Only one range belongs in the answer: the line holding "Query: blurred grass foreground" through the last line of the records, reproduced as is.

Dataset entries
>>>

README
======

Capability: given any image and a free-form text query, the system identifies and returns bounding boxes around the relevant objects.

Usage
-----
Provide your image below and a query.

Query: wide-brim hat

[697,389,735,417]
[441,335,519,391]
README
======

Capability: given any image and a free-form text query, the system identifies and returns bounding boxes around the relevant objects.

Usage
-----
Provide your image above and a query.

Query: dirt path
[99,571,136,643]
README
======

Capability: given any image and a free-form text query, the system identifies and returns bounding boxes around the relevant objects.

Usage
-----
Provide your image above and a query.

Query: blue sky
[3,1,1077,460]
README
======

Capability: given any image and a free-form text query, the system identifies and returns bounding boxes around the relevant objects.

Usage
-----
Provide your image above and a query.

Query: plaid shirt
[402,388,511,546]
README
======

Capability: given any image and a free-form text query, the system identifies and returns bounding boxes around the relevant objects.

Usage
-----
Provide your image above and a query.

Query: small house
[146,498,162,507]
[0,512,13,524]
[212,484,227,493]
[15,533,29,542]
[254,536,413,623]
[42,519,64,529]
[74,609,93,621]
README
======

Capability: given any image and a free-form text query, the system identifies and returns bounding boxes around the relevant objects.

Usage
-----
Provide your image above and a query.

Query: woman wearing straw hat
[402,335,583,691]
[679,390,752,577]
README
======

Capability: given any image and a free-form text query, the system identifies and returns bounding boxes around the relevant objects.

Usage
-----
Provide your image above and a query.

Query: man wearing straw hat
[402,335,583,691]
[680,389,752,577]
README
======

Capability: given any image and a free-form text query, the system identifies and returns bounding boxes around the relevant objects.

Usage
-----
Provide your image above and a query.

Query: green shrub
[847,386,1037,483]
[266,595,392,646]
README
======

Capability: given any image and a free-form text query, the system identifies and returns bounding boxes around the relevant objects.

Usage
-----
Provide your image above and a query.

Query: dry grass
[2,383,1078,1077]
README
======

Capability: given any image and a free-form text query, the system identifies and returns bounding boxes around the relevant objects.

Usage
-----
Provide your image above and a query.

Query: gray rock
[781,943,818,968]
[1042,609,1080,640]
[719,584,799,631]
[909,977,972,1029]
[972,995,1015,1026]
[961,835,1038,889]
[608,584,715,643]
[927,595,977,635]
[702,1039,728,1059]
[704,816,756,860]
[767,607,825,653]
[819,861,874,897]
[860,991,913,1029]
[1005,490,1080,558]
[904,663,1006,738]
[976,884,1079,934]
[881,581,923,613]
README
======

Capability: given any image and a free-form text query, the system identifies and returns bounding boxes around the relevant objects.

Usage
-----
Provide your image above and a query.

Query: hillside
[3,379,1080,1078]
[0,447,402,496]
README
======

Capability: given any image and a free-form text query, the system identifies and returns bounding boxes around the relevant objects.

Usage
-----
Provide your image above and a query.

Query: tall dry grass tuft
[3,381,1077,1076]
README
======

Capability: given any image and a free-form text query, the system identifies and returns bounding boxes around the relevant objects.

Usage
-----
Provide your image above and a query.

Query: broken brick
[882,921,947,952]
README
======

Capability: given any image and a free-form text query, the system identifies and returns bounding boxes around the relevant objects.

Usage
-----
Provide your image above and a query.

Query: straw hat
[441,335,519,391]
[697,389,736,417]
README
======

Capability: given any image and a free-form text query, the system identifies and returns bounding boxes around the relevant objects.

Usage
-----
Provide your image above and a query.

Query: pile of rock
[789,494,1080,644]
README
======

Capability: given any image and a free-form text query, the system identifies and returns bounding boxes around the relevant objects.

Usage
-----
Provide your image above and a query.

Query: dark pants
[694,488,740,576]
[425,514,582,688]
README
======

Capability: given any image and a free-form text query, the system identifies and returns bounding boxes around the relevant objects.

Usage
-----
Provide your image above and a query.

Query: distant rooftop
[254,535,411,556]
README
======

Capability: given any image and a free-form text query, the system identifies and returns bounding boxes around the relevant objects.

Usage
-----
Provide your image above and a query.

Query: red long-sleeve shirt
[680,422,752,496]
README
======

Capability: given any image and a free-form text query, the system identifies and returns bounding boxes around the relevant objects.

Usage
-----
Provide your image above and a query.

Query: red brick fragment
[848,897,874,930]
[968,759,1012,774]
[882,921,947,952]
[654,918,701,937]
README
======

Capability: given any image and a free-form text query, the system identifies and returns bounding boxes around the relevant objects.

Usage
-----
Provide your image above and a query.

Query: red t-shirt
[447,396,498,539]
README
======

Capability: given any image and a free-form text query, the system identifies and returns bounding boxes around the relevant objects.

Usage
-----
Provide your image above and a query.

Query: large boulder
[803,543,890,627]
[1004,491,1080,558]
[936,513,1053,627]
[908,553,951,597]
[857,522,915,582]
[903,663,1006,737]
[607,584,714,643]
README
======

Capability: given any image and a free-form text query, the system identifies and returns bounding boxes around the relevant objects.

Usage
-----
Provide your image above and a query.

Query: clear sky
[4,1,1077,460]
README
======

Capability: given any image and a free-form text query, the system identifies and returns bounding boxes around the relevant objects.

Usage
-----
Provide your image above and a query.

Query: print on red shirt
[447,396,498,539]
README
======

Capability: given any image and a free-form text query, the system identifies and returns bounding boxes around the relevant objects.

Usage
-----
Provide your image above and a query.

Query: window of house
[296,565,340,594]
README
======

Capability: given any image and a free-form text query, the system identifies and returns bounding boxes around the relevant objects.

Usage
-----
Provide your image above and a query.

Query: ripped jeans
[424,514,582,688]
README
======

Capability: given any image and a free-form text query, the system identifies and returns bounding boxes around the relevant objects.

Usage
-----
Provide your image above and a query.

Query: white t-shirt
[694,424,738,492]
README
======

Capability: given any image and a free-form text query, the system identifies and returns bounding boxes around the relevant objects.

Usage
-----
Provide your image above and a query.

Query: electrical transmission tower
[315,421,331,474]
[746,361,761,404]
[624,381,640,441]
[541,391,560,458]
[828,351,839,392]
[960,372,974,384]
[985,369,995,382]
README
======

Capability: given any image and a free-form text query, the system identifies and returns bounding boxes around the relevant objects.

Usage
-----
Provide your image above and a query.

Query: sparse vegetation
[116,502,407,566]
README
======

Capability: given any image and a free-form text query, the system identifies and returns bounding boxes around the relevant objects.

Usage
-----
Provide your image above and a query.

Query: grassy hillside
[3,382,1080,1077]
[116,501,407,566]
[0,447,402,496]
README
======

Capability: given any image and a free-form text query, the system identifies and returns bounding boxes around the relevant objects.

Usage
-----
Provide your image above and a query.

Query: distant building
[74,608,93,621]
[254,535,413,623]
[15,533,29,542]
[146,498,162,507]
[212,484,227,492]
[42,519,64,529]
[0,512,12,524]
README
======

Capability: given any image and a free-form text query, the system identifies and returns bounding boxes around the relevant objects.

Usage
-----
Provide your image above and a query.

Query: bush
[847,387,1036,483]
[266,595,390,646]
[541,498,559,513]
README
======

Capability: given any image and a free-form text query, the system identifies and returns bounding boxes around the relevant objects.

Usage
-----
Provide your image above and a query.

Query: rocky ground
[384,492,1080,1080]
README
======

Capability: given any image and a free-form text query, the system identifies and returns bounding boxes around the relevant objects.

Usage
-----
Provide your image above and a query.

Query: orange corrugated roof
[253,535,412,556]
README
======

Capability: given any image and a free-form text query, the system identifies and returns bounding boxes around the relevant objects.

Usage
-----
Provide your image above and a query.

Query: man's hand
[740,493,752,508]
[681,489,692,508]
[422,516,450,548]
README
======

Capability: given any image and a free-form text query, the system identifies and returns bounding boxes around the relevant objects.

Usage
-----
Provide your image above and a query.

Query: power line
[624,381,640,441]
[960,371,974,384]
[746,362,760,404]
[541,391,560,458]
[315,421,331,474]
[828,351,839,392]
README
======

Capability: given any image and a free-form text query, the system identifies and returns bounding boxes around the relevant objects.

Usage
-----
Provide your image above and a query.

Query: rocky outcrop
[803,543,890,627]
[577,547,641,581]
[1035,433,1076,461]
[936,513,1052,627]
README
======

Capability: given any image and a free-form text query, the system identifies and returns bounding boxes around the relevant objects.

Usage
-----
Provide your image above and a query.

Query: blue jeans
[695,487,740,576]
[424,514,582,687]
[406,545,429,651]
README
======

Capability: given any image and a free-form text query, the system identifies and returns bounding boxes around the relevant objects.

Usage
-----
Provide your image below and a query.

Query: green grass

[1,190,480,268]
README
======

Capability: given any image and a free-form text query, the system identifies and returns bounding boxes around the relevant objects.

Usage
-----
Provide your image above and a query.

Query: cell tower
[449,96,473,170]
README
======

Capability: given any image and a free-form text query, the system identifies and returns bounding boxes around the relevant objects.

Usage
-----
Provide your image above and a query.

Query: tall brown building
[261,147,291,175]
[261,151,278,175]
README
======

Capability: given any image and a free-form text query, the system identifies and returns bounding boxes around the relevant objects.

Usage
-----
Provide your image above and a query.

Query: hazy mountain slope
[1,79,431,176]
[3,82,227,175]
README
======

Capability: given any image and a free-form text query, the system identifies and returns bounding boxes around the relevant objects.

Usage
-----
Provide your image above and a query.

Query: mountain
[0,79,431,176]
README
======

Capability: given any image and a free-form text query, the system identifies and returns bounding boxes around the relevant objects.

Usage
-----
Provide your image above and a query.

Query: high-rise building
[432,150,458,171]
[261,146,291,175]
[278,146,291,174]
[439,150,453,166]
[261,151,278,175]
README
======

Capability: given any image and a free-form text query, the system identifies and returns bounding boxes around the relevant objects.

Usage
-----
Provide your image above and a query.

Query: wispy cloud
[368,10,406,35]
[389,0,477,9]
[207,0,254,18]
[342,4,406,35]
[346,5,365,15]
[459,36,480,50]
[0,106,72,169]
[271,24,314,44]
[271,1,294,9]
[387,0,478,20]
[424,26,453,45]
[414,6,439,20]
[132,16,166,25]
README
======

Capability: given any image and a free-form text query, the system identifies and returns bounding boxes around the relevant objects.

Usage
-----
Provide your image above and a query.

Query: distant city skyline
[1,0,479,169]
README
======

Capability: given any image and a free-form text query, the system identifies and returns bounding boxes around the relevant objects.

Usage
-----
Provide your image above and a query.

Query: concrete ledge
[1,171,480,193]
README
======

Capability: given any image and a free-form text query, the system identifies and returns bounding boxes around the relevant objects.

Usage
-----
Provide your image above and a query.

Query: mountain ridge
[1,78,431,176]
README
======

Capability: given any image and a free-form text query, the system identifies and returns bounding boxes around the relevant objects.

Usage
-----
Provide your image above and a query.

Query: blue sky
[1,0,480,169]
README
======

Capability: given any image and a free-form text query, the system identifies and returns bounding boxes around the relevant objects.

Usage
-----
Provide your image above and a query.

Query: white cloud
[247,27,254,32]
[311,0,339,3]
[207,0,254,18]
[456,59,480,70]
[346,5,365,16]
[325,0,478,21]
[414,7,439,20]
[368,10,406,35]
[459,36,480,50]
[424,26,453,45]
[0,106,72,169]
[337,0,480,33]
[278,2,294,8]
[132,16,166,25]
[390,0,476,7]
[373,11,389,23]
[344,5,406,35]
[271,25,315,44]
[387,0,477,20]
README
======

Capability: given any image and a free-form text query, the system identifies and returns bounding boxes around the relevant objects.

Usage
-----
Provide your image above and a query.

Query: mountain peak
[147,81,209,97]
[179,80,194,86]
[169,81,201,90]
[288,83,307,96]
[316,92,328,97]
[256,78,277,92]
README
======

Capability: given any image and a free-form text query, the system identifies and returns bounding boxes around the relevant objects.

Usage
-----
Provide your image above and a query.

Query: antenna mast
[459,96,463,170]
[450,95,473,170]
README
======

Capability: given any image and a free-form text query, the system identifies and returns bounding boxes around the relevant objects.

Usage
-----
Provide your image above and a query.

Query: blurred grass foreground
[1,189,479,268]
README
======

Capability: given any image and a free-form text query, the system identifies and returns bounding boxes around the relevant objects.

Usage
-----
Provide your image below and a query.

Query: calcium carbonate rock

<<<

*TASK OUTPUT*
Query: blurred grass foreground
[1,189,479,268]
README
======

Capability: given any image and a free-form text query, the system identifies and returns bounding boxes around the relevant objects.

Usage
-----
Provide your image below and a query.

Query: calcium carbonate rock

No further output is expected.